- Text passage
________________________________________

Definitely. Well that, and writing checks.

If you're printing money, live in the United States, and have an IQ of 120 (a bit over 1 std deviation above mean) from a high-tech startup, it should take less than an hour to raise $100,000 seed round on standard terms. Okay, call it a week, even a few weeks or months.

Instead, for 90% of founders who match that description, 1 year of full-time work trying to raise the mentioned seed round would not be sufficient to do so (about 2,000 hours of work). In fact "impossible" may be a good description of the possibility for them to do so.

Without reference to sources, take a guess: how many first financings for startups will have happened in 2018? Let's work through this together, I'll give you some data, you can use it to work on your guess, then I'll reveal the answer.

________________________________________

- Short exercise 1
Please list every number written in digits in the fundraising passage, in the order they appear and including repeats.
- Short exercise 2
Write the next few sentences of the fundraising passage, picking up after its final line.

________________________________________

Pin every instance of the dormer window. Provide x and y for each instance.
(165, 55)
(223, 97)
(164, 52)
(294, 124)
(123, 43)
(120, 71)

________________________________________

- Answer 1
120, 1, $100,000, 90%, 1, 2,000, 2018

- Answer 2
A good place to start your thinking is that if we take a single academic cohort, say, people graduating college this year, there will be about 2.03 million bachelor's degrees conferred[1]. If we then look at every single year (you can try to raise money any year from when you're 18 to 80), and if we add people who dropped out without an undergraduate degree -- this is true for Bill Gates and Steve Jobs for example -- we might expect, say, around 200,000 seed-stage financings nationally at the very, very lowest-end. On the high end, I'd be pretty shocked if there were 2 million, since that would be 1 out of every 162 people living in the United States receiving seed funding this year (or 0.6%) and not that many people are starting companies every year. As mentioned, that's the number of undergraduates graduating annually. Some more data for you: the number of businesses in the United States less than a year old is around 650,000[2].

Okay, ready? Here is the actual number of startup first financings that will have occurred in 2018: 1,750 [3]

That is less than half of the number of undergraduates who are just right now enrolled at just MIT. [4] Would you fund one of them who just started printing money? How about someone who graduated from there (or dropped out) 4, 5, 6, 7, 8, 9, or 10 years ago? Or from Stanford? Or Harvard? Or UC Berkeley? Or indeed anywhere else where they learned to program and start printing money.

If you're a VC the answer is "No, you wouldn't".

Do these numbers make sense to you?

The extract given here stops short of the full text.